─── SOURCE MATERIAL ───

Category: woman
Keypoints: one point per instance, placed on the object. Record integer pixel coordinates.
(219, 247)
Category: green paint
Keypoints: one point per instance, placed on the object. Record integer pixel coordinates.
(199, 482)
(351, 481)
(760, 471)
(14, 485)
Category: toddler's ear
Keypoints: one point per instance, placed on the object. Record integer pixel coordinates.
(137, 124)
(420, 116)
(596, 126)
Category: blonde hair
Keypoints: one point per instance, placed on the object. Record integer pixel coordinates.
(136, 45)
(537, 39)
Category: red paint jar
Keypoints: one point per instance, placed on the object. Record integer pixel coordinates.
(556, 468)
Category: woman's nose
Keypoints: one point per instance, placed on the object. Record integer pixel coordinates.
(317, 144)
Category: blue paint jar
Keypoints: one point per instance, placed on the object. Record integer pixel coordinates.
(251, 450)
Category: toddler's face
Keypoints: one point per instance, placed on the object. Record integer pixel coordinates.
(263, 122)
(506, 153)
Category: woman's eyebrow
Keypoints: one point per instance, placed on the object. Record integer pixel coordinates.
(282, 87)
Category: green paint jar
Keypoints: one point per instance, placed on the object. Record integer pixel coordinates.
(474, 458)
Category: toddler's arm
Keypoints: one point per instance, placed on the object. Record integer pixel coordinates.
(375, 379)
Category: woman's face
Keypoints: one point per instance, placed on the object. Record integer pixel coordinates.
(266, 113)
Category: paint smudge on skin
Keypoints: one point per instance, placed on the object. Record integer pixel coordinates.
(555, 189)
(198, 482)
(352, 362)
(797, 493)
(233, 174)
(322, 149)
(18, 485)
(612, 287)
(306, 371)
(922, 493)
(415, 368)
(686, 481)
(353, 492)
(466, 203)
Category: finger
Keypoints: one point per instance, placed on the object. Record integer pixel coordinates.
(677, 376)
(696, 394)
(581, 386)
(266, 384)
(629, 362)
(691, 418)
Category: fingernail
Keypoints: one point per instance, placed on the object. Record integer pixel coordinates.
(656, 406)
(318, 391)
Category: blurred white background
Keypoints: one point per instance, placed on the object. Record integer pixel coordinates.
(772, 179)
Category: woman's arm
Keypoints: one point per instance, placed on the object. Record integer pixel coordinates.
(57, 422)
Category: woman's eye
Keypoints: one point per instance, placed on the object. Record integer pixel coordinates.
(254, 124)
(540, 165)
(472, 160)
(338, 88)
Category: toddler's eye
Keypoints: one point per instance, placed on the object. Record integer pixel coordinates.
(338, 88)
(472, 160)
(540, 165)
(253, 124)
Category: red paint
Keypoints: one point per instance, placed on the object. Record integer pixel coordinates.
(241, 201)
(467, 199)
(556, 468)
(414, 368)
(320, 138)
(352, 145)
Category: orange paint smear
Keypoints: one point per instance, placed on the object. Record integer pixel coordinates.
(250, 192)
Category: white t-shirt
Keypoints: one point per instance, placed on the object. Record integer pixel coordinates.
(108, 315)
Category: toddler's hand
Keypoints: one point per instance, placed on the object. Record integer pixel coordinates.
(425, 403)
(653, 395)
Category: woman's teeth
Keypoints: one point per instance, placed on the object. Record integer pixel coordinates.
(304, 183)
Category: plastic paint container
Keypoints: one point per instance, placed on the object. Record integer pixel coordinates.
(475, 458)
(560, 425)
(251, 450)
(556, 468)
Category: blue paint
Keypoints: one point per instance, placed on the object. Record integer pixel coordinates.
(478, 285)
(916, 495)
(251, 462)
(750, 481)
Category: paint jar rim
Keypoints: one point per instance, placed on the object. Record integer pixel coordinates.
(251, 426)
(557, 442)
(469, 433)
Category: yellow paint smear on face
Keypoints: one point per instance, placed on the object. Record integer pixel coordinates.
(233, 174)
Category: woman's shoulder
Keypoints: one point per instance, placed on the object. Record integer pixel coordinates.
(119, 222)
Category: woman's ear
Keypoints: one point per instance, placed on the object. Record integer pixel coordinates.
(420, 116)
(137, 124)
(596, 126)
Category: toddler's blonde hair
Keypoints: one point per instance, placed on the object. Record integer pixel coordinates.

───
─── SOURCE MATERIAL ───

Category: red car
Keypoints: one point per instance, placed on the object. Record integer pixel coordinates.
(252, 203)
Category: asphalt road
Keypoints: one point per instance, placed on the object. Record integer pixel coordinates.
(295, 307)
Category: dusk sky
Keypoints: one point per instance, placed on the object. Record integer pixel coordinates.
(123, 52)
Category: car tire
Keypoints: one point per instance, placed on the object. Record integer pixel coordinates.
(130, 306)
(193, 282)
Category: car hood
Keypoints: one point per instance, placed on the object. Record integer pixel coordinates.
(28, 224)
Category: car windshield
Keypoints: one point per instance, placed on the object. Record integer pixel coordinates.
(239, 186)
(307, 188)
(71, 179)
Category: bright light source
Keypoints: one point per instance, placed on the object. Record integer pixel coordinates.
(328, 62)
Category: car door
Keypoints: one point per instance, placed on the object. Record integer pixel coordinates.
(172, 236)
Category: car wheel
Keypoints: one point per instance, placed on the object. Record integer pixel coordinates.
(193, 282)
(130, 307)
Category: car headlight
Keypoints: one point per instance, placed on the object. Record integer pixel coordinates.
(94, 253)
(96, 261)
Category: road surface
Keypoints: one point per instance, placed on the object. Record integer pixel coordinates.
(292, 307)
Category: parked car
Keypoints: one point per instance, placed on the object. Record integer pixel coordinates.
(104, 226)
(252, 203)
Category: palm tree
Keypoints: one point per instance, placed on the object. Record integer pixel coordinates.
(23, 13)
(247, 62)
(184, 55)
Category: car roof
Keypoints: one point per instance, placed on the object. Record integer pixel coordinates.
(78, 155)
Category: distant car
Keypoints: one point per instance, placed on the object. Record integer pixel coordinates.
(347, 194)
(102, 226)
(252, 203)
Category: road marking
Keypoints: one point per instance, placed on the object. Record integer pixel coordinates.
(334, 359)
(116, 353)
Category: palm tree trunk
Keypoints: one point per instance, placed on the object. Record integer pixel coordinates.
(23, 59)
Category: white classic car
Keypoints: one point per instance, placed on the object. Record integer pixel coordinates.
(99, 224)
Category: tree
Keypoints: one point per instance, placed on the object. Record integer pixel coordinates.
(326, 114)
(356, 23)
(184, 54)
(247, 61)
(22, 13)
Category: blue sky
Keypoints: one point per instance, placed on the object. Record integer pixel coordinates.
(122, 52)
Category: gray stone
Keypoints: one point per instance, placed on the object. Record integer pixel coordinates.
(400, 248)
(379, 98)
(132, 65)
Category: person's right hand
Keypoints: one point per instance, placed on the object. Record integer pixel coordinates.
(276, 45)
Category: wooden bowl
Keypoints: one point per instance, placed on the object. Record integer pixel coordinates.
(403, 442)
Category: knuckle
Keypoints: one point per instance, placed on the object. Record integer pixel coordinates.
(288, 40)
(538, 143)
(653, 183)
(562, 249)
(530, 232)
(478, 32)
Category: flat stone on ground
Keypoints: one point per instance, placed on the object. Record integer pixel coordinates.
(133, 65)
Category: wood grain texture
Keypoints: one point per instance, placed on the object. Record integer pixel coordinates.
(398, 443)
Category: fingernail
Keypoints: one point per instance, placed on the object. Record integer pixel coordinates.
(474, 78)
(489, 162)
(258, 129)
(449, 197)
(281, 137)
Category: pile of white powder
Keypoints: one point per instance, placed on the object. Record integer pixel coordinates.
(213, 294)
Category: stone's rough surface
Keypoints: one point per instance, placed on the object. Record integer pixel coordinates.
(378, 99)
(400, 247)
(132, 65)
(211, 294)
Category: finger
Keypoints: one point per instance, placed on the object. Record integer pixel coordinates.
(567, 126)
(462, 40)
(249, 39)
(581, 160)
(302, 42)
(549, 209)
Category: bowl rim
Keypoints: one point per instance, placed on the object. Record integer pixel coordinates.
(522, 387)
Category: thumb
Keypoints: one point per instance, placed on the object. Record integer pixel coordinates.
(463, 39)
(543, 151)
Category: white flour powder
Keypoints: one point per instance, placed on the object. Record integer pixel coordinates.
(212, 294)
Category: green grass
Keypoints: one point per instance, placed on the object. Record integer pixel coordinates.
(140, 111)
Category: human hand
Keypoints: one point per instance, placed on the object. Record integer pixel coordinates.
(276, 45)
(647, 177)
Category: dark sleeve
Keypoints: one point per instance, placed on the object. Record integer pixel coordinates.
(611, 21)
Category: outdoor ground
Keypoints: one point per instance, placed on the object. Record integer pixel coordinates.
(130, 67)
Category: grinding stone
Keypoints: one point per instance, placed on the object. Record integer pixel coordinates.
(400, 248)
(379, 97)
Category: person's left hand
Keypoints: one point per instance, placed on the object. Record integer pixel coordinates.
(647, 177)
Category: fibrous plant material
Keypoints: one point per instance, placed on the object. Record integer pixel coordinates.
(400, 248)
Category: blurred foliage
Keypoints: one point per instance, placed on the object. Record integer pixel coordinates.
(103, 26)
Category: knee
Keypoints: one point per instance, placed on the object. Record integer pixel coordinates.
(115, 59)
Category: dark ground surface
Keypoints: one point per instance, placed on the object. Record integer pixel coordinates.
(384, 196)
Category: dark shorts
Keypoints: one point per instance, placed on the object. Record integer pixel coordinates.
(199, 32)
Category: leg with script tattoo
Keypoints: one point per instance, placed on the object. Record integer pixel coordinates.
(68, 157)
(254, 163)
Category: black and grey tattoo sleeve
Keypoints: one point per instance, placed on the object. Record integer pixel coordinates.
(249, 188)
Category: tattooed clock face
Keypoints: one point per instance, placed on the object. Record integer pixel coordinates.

───
─── SOURCE MATERIAL ───

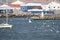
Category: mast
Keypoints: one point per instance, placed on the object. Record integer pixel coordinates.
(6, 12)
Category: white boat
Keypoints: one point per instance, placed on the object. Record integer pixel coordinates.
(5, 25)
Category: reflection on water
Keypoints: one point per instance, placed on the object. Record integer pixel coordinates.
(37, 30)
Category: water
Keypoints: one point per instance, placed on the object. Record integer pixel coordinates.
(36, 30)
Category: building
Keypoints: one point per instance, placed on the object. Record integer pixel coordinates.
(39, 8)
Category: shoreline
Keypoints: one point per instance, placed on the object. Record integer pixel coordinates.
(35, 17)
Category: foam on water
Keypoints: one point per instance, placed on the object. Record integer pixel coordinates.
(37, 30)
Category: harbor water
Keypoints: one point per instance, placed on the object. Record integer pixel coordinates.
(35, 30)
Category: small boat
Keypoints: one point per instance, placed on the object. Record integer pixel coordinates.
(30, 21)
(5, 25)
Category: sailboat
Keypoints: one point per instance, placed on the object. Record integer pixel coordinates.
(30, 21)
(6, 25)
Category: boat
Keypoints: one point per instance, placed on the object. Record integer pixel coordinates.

───

WHAT TO PRODUCE »
From the items above, pick out each line that contains the word "paint" and copy it.

RESULT OF THE EXERCISE »
Category: green paint
Category: red paint jar
Category: blue paint jar
Category: green paint jar
Category: paint smudge on skin
Category: red paint
Category: orange paint smear
Category: plastic paint container
Category: blue paint
Category: paint jar rim
Category: yellow paint smear on face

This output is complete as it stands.